--- START OF Material for this exercise ---

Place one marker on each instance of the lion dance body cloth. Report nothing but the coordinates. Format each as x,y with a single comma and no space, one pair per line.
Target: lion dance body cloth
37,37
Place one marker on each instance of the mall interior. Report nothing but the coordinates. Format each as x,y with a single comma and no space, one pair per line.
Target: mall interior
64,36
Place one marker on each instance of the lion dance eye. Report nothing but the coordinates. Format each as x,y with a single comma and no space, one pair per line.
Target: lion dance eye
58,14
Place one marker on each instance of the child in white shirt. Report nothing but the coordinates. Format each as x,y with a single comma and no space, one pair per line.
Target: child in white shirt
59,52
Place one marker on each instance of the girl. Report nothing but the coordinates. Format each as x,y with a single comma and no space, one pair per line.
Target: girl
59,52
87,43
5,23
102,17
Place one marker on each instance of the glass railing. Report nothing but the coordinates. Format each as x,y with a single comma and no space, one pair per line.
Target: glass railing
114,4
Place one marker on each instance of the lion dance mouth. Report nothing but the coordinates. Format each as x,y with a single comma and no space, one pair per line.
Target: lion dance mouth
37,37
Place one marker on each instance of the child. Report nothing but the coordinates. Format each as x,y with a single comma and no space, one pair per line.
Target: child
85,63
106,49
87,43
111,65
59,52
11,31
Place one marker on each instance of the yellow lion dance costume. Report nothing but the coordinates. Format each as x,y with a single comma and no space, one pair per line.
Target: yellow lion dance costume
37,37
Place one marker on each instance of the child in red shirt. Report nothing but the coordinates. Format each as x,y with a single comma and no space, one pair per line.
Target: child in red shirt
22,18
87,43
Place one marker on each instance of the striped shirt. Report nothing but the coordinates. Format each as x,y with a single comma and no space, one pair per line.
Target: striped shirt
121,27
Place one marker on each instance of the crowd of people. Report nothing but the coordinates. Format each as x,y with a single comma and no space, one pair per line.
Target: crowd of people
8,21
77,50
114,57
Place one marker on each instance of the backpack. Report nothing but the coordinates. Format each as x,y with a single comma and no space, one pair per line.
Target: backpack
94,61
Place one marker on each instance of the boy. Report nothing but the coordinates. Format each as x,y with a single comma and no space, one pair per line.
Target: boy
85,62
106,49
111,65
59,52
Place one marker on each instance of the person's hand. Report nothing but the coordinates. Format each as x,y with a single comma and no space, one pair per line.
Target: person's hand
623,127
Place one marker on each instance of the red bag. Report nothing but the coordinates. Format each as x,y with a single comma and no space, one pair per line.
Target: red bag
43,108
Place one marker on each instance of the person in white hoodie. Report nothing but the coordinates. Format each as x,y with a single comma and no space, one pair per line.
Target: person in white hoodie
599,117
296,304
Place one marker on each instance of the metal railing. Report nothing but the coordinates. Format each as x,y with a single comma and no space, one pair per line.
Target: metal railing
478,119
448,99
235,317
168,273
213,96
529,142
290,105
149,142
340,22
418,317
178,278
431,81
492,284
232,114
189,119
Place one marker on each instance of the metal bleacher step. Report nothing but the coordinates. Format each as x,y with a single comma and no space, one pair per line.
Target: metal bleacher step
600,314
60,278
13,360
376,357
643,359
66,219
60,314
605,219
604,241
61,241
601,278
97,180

--- END OF Material for this exercise ---

▸ **Given task**
Please transcribe all of the material above, copying every line exactly.

▸ **Task solution**
Place one marker on each instance of the lion dance body cloth. Report nothing but the coordinates. Format each as x,y with a single comma and no space, one pair per line.
Target: lion dance body cloth
37,37
Place one marker on each instance of the mall interior. Report nothing but the coordinates. Format each as x,y with a single comma and no space, one pair per line.
Target: mall interior
64,36
Place one marker on each instance of the lion dance eye. Report nothing but the coordinates. Format each as x,y with a single comma and no space, one pair per line.
Target: lion dance eye
58,14
Place one marker on each instance of the child in white shirt. Report nothing but the coordinates. Format each as x,y with a single comma and no space, one pair per line.
Target: child in white shirt
59,52
Place one marker on each instance of the girl. Report nothing but the coordinates. Format each as x,y with a single comma and no space, one pair per line.
Target: girl
59,52
87,43
5,23
102,17
Place one marker on each instance of the glass railing. Report nothing but the coordinates. Format each as x,y with a single comma and no space, one pair per line.
Target: glass railing
114,4
Place one marker on each instance of the lion dance mouth. Report nothing but the coordinates. Format each as x,y with a single comma and no space, one pair per line.
Target: lion dance mouth
37,37
Place one marker on each instance of the child. Report nothing but the coordinates. Format each as x,y with a single comma and no space, one pair per line.
Target: child
85,63
106,49
87,43
111,65
59,52
11,31
Place one marker on each instance of the yellow lion dance costume. Report nothing but the coordinates. Format each as x,y with a single comma and no space, one pair per line.
Target: yellow lion dance costume
37,37
Place one marker on each instance of the child in red shirt. Report nothing but the coordinates. Format each as x,y with a single comma and no space, one pair per line.
Target: child in red shirt
22,18
87,43
Place one marker on each instance of the striped shirt. Report nothing but the coordinates. Format each as x,y with a single comma and no space, one pair per line.
Target: striped shirt
121,27
Place one marker on each instance of the crowd of people. Report nothing but the coordinates. Format each as x,y with a single comma and no space, one pair per line.
Target: crowd of people
8,21
77,50
114,57
Place one marker on each instance of the backpack. Report nothing but the coordinates. Format each as x,y with a single comma and no space, one pair per line.
Target: backpack
94,61
Place one marker on each instance of the boy. Report nothing but the coordinates. Format each as x,y with a single comma and no space, one pair per line.
Target: boy
85,62
106,49
111,65
59,52
Place one marker on each instance of the person's hand. Report nothing but the coordinates. Format each as x,y with a single comma and no space, one pair per line.
Target: person's hand
623,127
Place one marker on each instance of the red bag. Report nothing but the coordinates. Format each as x,y with a single comma and no space, one pair per line.
Target: red bag
43,108
Place one marker on each instance of the person in white hoodie. Report nothing but the coordinates. Format each as x,y with a single comma and no space, one pair per line.
Target: person in white hoodie
599,117
296,304
Place one marker on each instance of the metal railing. Report nothing but the coordinates. Format each as x,y with a single comma and no space, one pair per line.
Target: metal railing
478,119
448,99
235,317
168,273
213,96
529,142
290,105
149,142
340,22
418,317
178,278
431,81
492,284
232,114
189,119
Place one marker on each instance of the metal bleacher step. Report nothing but the coordinates. Format each as x,y with a single comma and no space, one pair per line.
Target: metal bleacher step
600,314
60,278
13,360
376,357
643,359
66,219
60,314
605,219
604,241
61,241
601,278
97,180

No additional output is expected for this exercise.